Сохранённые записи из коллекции
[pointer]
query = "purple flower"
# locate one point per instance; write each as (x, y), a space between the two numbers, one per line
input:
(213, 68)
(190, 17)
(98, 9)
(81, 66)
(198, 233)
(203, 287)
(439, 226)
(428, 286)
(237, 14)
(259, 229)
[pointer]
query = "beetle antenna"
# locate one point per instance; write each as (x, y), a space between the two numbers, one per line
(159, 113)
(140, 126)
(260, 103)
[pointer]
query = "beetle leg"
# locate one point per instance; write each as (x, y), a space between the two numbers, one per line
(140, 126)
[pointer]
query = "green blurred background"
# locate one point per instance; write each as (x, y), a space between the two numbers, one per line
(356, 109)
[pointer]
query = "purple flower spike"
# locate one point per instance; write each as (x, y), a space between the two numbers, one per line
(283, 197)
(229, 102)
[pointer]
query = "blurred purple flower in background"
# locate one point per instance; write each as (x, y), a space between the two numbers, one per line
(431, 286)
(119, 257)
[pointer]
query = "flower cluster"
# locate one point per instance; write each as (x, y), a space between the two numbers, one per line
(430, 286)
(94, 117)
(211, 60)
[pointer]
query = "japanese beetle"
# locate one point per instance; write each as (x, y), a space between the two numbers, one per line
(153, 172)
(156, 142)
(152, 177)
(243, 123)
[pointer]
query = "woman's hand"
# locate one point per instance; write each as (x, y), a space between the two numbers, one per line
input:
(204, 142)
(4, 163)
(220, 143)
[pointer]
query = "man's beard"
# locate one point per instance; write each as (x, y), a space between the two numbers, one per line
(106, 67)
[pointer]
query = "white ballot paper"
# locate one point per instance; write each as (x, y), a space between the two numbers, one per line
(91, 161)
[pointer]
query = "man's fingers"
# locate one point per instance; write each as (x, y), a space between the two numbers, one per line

==

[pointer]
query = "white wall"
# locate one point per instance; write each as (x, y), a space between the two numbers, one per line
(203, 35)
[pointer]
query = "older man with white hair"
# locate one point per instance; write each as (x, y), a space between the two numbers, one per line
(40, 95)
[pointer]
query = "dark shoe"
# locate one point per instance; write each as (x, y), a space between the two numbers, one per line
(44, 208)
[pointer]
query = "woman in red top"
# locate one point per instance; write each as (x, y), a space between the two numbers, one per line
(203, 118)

==

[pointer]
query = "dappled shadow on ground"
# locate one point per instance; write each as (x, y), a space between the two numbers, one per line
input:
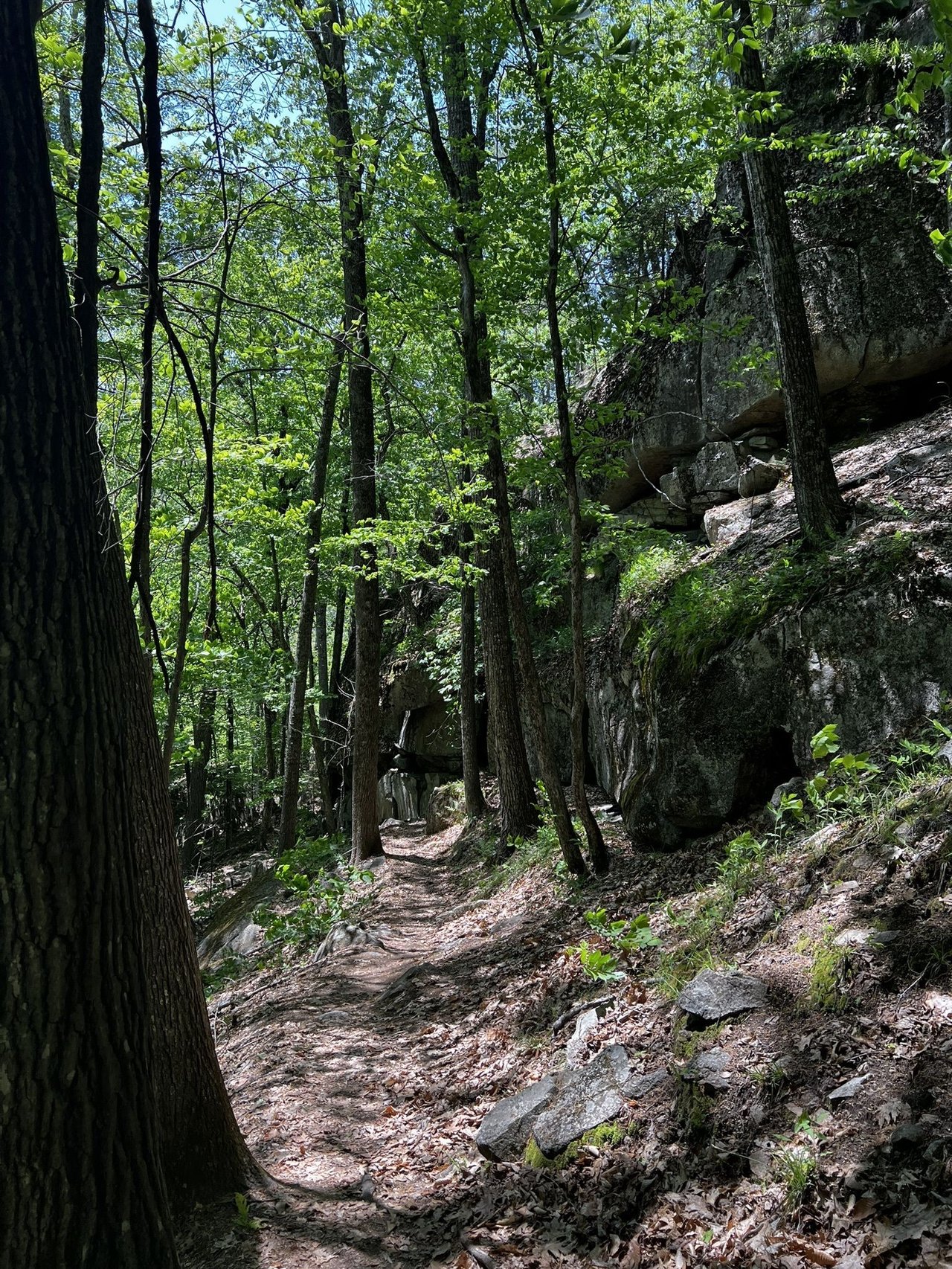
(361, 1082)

» Цель упражнения
Отфильтруйте список выше и выпишите каждую строку, содержащую слово «blurred».

» Письменное решение
query = "green blurred background"
query = "blurred purple flower in background"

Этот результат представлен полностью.